## Exercise objective
Write out word for word the part of the passage on health reform starting with "This is Jim" and going on through "year to year.".

## Passage shown
A Democrat Speaks Out on Health Reform

This is Jim Marshall (D-GA) writing at National Review Online:

The Problem:

The federal government’s current regulation of health care, encapsulated in fine print on merely 132,000 pages, is costly, clumsy, inefficient, and inequitable. Doing more of the same to achieve cost containment will be painful and disruptive to medical providers and the voting public, making serious cost containment highly unlikely. So a fair observer would conclude that the 2010 reform legislation will help millions of Americans in different ways, hurt millions of Americans in different ways, and generally lead to increased costs.

The Private Sector Answer:

High-deductible or catastrophic [plans] plus medical savings accounts the employee can tap for any purpose once the amount on deposit exceeds a specified level. These accounts should be portable and roll from year to year.

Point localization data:
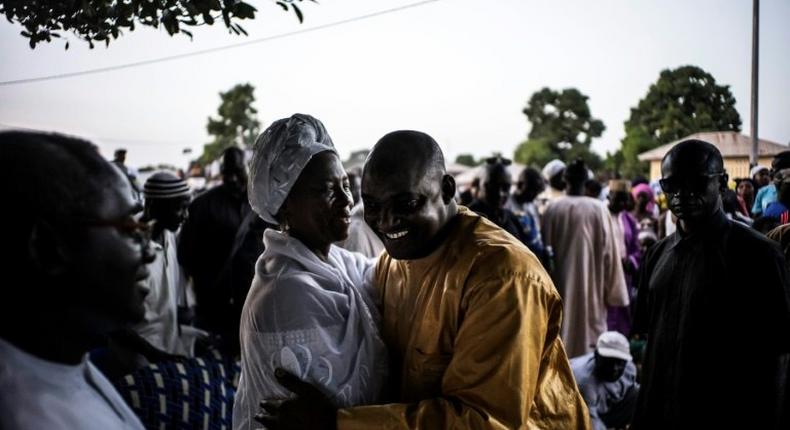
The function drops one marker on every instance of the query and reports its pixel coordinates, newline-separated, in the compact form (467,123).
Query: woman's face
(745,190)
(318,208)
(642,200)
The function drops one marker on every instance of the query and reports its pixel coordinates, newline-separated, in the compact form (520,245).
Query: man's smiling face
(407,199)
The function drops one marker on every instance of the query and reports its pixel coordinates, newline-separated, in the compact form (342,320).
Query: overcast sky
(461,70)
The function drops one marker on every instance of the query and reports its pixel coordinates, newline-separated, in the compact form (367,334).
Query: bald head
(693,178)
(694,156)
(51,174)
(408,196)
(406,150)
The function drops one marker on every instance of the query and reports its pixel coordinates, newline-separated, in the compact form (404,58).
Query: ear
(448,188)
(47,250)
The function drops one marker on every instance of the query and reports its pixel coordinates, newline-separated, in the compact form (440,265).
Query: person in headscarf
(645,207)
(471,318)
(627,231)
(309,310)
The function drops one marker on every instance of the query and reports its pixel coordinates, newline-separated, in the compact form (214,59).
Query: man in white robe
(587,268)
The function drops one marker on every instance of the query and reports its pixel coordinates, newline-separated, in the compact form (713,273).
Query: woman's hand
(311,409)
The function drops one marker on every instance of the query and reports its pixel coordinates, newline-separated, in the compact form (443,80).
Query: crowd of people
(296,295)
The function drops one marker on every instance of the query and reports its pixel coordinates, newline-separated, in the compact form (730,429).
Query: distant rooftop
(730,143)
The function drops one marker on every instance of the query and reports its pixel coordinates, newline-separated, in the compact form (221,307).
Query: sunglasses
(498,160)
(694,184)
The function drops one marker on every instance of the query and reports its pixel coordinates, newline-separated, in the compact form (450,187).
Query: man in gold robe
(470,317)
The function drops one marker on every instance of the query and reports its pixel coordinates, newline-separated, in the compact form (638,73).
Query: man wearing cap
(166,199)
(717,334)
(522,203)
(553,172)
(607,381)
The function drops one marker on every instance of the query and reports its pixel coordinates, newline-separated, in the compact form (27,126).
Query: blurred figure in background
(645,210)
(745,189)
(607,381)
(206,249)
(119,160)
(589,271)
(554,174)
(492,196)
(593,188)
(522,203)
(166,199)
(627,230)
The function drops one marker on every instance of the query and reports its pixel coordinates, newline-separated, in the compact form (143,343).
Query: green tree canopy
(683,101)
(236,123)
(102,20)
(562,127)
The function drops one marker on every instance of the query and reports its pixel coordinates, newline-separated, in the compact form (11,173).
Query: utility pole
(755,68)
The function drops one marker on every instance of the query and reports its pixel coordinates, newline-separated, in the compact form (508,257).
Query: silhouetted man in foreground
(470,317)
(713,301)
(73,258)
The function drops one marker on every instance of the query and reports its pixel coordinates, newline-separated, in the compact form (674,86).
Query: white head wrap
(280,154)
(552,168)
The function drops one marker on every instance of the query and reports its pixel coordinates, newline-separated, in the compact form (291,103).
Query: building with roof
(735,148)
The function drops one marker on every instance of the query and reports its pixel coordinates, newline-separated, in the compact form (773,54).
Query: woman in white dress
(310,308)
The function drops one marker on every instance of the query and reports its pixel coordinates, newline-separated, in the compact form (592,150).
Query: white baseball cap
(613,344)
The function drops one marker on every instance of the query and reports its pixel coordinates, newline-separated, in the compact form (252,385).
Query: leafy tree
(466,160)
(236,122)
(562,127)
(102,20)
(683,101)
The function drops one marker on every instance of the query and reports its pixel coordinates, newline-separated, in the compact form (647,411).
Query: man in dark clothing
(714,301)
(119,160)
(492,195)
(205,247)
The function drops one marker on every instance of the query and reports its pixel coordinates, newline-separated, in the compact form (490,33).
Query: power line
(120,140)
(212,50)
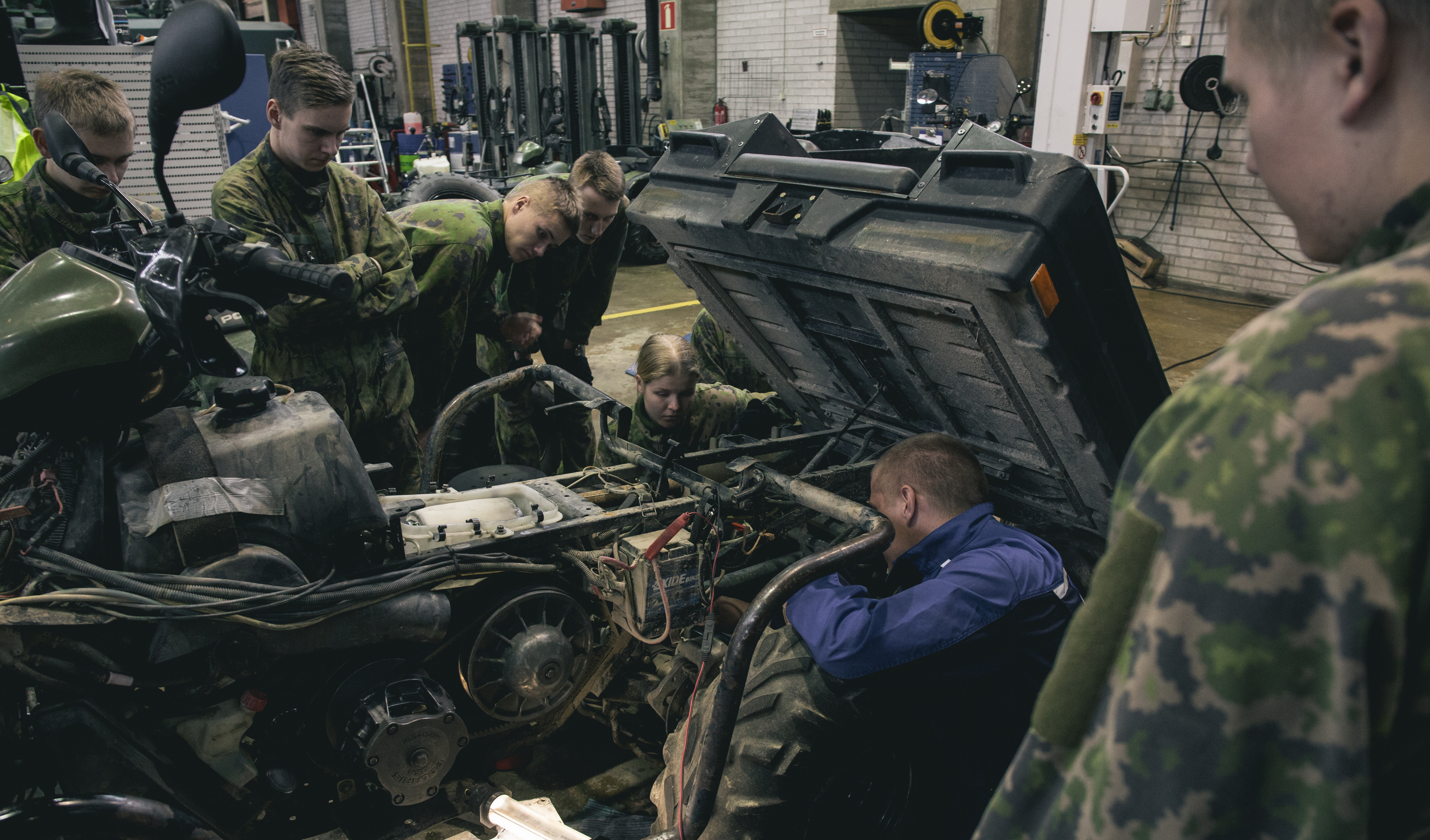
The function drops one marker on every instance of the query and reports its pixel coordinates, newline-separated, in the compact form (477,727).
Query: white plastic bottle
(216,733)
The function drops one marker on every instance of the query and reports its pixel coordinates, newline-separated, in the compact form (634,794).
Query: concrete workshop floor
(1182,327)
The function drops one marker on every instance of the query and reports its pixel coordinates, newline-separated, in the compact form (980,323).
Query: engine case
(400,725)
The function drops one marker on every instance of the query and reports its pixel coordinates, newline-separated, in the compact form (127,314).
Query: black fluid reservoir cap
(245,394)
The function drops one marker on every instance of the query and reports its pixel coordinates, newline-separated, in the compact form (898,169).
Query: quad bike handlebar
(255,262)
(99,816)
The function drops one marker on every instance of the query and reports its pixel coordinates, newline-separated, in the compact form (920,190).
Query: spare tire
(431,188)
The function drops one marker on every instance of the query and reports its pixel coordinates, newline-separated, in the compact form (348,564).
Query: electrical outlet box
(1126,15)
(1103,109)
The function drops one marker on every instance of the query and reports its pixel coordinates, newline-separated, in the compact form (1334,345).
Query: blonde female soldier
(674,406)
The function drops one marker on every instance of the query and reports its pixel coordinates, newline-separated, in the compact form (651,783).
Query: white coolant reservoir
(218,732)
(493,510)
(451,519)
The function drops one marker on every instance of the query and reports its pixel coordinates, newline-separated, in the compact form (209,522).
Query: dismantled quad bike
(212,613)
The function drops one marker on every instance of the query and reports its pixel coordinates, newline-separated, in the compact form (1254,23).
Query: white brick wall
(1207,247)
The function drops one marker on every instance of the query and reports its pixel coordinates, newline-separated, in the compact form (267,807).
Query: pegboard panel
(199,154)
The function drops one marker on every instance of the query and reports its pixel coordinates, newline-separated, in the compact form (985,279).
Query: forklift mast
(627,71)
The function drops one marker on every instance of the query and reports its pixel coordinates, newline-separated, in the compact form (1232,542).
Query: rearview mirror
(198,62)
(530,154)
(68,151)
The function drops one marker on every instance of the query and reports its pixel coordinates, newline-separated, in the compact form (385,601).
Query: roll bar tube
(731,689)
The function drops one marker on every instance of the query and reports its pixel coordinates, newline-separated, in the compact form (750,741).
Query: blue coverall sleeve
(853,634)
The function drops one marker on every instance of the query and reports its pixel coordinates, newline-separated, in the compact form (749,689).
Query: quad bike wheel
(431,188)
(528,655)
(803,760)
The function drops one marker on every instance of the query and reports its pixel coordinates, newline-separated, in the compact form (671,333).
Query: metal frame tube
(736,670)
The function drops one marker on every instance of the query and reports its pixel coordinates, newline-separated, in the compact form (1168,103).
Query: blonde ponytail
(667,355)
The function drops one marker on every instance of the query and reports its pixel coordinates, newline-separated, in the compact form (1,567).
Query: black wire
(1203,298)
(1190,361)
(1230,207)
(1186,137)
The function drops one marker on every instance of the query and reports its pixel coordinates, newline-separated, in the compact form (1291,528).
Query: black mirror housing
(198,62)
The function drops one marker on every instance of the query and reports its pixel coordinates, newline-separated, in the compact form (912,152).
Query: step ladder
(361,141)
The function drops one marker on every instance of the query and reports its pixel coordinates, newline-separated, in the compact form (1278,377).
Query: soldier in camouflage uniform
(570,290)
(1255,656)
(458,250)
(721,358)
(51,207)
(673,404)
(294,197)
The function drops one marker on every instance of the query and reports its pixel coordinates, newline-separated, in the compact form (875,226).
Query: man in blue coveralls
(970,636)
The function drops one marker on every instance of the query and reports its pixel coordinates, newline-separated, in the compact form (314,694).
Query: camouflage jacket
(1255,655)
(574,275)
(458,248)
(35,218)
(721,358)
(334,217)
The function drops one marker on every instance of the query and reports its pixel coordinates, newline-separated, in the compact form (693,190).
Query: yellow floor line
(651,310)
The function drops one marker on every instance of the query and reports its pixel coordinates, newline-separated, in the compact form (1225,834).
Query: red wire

## Problem solution
This is Jim Marshall (D-GA) writing at National Review Online:

The Problem:

The federal government’s current regulation of health care, encapsulated in fine print on merely 132,000 pages, is costly, clumsy, inefficient, and inequitable. Doing more of the same to achieve cost containment will be painful and disruptive to medical providers and the voting public, making serious cost containment highly unlikely. So a fair observer would conclude that the 2010 reform legislation will help millions of Americans in different ways, hurt millions of Americans in different ways, and generally lead to increased costs.

The Private Sector Answer:

High-deductible or catastrophic [plans] plus medical savings accounts the employee can tap for any purpose once the amount on deposit exceeds a specified level. These accounts should be portable and roll from year to year.